_EXERCISE DETAILS_
Your task is to copy every line of this material exactly.

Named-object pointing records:
+ + +

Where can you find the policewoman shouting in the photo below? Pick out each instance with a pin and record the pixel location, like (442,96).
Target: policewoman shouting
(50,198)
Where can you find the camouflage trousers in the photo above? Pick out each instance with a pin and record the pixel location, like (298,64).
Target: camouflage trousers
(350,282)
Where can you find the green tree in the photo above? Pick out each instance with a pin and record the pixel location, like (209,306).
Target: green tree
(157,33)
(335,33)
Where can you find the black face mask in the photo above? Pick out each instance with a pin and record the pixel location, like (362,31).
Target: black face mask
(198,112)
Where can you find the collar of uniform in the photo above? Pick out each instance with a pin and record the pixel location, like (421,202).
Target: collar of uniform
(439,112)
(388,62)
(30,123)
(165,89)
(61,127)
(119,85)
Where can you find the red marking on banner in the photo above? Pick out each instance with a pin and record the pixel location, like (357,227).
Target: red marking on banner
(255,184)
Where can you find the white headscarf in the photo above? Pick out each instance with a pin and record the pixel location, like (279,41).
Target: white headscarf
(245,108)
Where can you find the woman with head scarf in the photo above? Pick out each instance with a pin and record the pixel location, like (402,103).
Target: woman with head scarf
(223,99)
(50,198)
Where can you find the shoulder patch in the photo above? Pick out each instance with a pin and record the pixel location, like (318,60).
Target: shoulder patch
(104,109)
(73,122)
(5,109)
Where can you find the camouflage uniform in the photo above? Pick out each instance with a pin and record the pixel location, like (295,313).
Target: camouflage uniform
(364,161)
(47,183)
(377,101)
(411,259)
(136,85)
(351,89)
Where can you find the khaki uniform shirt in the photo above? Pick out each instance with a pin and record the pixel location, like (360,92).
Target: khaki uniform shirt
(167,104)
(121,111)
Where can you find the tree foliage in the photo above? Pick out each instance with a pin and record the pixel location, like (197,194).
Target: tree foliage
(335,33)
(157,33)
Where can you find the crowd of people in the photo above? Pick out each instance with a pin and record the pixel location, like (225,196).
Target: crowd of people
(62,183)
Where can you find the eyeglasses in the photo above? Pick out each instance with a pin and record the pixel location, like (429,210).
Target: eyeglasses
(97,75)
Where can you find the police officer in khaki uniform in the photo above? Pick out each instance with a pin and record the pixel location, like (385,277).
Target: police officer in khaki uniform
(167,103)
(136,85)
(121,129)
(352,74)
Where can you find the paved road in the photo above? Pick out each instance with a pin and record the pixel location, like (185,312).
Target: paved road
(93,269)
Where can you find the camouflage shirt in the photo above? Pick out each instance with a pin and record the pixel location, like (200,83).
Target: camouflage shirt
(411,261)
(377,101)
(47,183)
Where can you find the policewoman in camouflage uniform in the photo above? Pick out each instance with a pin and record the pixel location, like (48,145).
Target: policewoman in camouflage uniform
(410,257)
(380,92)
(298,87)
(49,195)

+ + +

_EXERCISE SOLUTION_
Where can you find the policewoman shouting in the photo below? Pick out each instance with a pin and record the pixel location, like (442,96).
Target: policewoman shouting
(50,198)
Where can you find the camouflage trousers in the photo above? Pick out each instance with a pin and record the pixel location, like (298,64).
Target: camouflage trousers
(350,282)
Where can you find the green tree in the photo above? Pick out each instance with a pin and record the pixel location, like (209,306).
Target: green tree
(157,33)
(335,33)
Where can you find the black face mask in the photo above? Pick out each instance with a pin and record the pixel location, like (362,31).
Target: black face mask
(198,112)
Where can you find the collar of uniform in the photo above? Pick out each instance with a pin and record the pixel location, like (421,202).
Target: collar of uniform
(439,112)
(388,62)
(30,123)
(165,89)
(61,127)
(119,85)
Where can you find the red marking on banner in the photo above? Pick out each instance with a pin and record the pixel location, like (357,227).
Target: red marking on banner
(255,184)
Where can you find the white headscarf in the photo above? Pick out each instance with a pin and record the pixel location, like (279,41).
Target: white headscarf
(245,108)
Where can you find the woman with head scarf in the photo above? Pick out each instance with a pin and record the pixel location, like (402,103).
Target: woman with head scarf
(223,99)
(50,198)
Where can you find the shoulder patch in the photo above? Pick out each instance with a pin and record the pixel location, like (318,60).
Target: shoulder patch
(104,109)
(73,122)
(5,109)
Where can you find the camouflage uniform in the photo above? Pick out each instance with a pin and record the pixel location, like (295,313).
Target: camouflage uniform
(364,161)
(47,183)
(377,101)
(411,259)
(136,85)
(351,89)
Where can you find the khaki uniform shirt in the photo above? Pick out each instance with a pin and record the pixel location, like (360,92).
Target: khaki uniform shirt
(167,104)
(121,111)
Where can you find the tree foliage in the photo above? Pick out each instance with a pin and record the pixel location, like (197,194).
Target: tree foliage
(335,33)
(157,33)
Where can you find the crowd of people in the photo above? Pick out each instance with a pin and record the pixel location, like (225,196).
Target: crowd of people
(62,183)
Where can you find the eyeglasses in the photo above? Pick out each instance with a pin and record the pixel location, like (429,210).
Target: eyeglasses
(97,75)
Where can you find the police officer in khaki uniform in the photo above? Pick out each instance with a pin and record the pixel location, like (385,277).
Target: police officer in khaki uniform
(167,103)
(136,85)
(121,129)
(352,74)
Where can you find the paved road in the photo above? Pick out each instance with a pin and record the pixel location, like (185,312).
Target: paved road
(93,269)
Where can you find the camouflage shirt in the photo above? Pick out each instance with a pin and record the pixel location, like (200,83).
Target: camouflage shirt
(411,261)
(377,101)
(47,183)
Where can you find the policewoman in camouflage uniform in the photo above? Pick out each instance with a pin and record the pixel location, like (48,145).
Target: policewoman in camouflage uniform
(410,257)
(380,92)
(298,87)
(49,195)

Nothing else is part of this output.